→ **What to do**:
Turn everything from the line containing "TARGET = sniffing wolf" down to the end of the listing into a numbered list, leaving out any blank lines and no other lines.

** begin **

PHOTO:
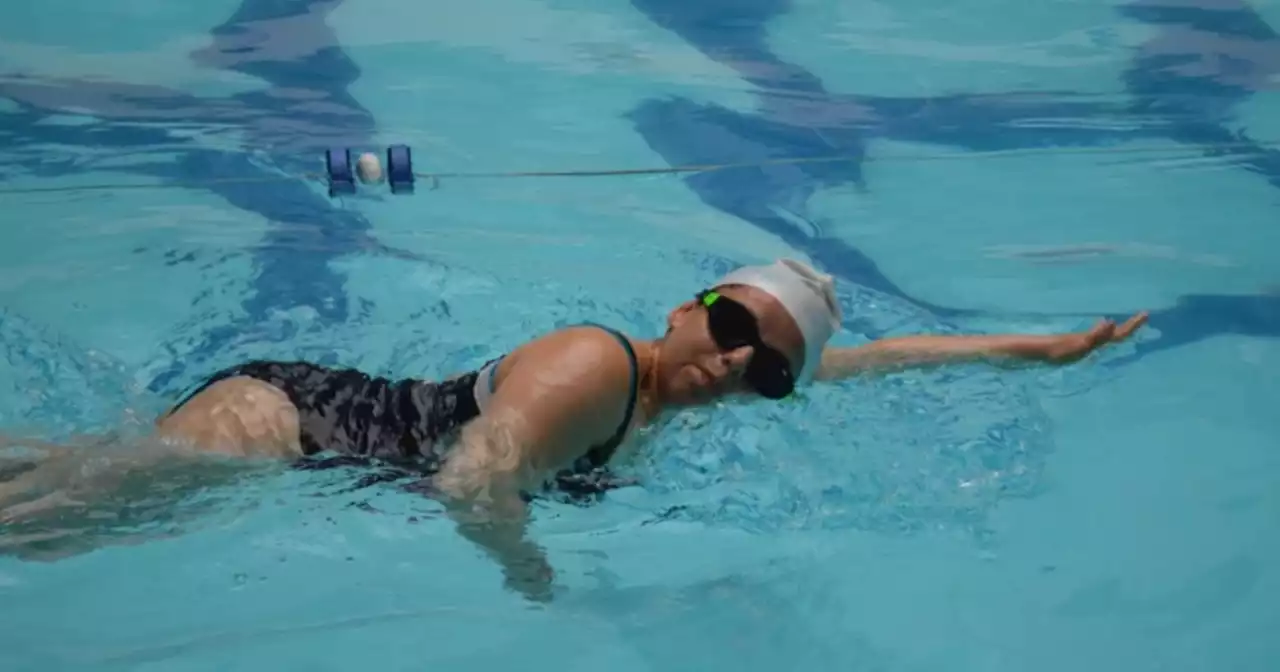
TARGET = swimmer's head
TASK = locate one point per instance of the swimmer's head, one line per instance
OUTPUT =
(758, 330)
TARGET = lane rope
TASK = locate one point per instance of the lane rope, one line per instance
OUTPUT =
(1215, 150)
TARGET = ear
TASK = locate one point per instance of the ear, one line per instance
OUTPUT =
(680, 314)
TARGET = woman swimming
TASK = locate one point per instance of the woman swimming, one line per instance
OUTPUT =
(561, 406)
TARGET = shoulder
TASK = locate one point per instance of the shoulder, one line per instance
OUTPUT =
(568, 389)
(580, 355)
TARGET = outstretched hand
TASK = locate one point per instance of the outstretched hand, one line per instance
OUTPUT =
(1072, 347)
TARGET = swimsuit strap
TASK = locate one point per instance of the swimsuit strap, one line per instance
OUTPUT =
(599, 455)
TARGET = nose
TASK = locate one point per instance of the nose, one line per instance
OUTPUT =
(730, 365)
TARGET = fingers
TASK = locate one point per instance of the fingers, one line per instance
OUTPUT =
(1132, 325)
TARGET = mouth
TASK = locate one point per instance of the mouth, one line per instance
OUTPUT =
(702, 378)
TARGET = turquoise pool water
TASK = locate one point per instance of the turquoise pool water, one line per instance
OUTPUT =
(1008, 167)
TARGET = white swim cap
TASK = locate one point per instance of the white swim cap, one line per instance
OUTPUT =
(809, 297)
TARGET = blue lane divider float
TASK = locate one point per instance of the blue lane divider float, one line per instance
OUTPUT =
(342, 172)
(342, 179)
(400, 169)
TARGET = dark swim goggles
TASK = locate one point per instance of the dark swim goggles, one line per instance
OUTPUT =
(734, 327)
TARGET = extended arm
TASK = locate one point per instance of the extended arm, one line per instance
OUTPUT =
(905, 352)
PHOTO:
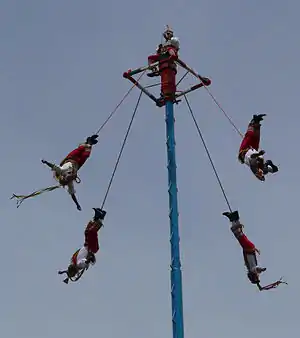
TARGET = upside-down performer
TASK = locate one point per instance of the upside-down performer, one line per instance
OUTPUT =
(250, 154)
(66, 172)
(249, 252)
(82, 258)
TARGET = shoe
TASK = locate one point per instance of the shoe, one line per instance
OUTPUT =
(272, 165)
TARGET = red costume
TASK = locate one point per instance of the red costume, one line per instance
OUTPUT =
(79, 155)
(250, 140)
(91, 237)
(167, 69)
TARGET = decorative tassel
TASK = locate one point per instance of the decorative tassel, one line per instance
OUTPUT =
(22, 198)
(273, 285)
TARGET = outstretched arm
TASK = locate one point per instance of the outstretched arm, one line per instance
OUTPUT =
(52, 166)
(73, 196)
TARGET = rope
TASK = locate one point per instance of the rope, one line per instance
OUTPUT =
(121, 151)
(224, 112)
(208, 154)
(118, 105)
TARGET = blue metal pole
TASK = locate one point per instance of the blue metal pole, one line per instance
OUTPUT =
(176, 278)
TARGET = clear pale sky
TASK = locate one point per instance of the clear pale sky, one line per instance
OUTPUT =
(60, 76)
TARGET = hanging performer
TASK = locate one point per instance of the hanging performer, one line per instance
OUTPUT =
(249, 252)
(66, 172)
(85, 256)
(250, 154)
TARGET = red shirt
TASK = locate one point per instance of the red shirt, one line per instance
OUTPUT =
(80, 154)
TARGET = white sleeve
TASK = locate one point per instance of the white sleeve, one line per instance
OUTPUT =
(57, 170)
(71, 188)
(82, 264)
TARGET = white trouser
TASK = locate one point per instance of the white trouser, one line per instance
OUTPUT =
(66, 170)
(251, 262)
(250, 161)
(81, 260)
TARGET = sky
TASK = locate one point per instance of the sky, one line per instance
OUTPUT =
(60, 77)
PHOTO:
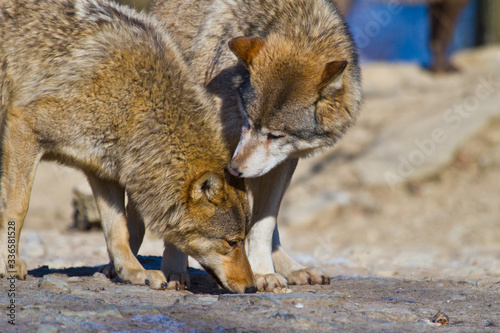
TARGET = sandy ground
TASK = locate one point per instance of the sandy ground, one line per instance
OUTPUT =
(398, 253)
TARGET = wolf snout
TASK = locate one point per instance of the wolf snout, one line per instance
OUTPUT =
(232, 168)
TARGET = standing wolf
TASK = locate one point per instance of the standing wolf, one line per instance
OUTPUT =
(103, 89)
(285, 78)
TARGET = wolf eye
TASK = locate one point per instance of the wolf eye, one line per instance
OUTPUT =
(271, 136)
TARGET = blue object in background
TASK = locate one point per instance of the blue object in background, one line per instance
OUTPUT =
(395, 31)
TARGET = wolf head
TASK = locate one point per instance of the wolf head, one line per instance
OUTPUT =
(215, 228)
(295, 102)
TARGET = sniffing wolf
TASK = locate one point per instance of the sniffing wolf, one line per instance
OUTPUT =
(103, 89)
(285, 78)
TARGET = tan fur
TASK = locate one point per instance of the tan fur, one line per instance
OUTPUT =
(101, 88)
(293, 100)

** end **

→ **Task response**:
1. TARGET = sniffing wolf
2. TASK = locate one point per instance of the sniffing wolf, one line per instance
3. OUTPUT =
4. (103, 89)
5. (285, 78)
6. TARGET = tan fur
7. TASK = locate one point per instance of the tan fur, one line per instance
8. OUTPUT =
9. (101, 88)
10. (293, 100)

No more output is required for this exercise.